══ Given data

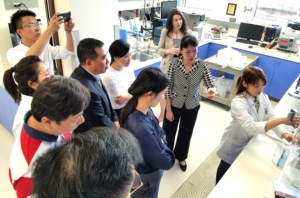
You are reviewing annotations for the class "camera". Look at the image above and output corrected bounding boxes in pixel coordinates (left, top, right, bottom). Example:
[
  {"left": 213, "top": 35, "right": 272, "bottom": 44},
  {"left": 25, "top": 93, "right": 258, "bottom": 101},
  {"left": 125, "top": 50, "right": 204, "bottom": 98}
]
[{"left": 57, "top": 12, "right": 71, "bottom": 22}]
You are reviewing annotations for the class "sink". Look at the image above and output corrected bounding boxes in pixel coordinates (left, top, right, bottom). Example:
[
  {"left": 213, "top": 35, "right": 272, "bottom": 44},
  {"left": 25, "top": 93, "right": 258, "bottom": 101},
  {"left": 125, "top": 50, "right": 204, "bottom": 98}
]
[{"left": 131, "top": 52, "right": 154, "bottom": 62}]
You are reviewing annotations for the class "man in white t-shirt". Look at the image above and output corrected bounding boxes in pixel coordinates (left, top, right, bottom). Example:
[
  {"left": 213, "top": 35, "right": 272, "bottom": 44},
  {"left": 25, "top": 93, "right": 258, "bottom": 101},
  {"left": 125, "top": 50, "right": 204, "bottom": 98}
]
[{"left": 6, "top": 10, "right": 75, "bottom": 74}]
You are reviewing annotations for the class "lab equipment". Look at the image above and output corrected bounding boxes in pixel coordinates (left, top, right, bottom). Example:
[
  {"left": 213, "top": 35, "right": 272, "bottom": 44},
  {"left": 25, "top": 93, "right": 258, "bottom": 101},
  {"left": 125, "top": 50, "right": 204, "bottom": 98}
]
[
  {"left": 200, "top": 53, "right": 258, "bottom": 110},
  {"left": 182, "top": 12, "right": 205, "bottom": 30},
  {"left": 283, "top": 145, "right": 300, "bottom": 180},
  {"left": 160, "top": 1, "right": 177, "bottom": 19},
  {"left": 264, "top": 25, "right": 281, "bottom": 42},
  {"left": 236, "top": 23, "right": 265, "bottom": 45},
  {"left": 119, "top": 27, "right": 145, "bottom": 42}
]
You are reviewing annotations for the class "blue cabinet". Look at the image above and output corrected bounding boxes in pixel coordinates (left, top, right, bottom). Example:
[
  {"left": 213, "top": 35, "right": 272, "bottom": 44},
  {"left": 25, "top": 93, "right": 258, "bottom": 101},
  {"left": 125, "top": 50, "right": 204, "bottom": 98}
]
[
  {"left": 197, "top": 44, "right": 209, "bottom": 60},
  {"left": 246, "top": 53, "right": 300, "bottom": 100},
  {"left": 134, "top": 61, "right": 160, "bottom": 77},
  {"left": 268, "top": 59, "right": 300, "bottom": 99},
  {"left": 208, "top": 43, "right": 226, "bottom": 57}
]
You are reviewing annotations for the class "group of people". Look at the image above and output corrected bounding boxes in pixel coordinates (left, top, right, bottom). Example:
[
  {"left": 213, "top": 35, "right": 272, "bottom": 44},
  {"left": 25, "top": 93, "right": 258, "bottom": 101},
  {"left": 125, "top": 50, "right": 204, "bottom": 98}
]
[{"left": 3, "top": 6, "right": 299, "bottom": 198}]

════
══ Given data

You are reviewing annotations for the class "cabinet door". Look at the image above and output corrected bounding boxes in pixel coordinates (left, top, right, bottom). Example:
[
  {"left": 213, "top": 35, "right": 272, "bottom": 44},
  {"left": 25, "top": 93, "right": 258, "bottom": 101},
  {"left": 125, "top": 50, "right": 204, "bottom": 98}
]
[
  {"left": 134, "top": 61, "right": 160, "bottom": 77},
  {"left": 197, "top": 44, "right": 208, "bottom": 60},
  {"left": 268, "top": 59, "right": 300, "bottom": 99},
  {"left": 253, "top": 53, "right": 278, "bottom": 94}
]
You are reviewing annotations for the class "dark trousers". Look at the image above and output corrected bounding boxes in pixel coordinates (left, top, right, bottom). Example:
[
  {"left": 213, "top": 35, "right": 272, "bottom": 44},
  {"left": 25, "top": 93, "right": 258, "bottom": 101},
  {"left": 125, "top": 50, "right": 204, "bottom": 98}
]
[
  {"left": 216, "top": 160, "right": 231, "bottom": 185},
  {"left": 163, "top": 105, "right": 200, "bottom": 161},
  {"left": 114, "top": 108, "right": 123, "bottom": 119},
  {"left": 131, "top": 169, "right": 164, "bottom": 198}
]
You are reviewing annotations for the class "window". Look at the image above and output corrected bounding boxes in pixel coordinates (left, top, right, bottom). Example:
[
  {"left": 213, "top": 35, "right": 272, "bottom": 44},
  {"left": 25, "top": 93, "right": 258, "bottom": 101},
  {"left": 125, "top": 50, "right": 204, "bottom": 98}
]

════
══ Given data

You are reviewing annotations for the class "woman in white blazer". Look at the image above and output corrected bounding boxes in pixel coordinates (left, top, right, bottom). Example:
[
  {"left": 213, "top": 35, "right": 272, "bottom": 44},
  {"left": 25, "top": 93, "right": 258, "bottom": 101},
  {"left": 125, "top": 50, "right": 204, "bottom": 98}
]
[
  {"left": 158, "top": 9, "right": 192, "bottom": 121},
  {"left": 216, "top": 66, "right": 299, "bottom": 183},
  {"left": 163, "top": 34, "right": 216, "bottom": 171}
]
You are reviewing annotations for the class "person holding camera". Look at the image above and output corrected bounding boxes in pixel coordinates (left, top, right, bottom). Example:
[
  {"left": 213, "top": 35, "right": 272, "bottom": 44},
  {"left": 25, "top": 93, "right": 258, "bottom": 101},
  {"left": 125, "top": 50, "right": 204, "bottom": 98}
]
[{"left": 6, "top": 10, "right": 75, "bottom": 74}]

════

Your instructions: Please return every line of the data above that contains the word "camera".

Exercise response:
You are reviewing annotations for the class "camera". Look at the image above and output corrected bounding boxes in pixel coordinates (left, top, right, bottom). Example:
You are reviewing annotations for the class "person holding camera". Look at the image above and output corrected bounding boxes in pixel coordinates (left, top, right, bottom). Example:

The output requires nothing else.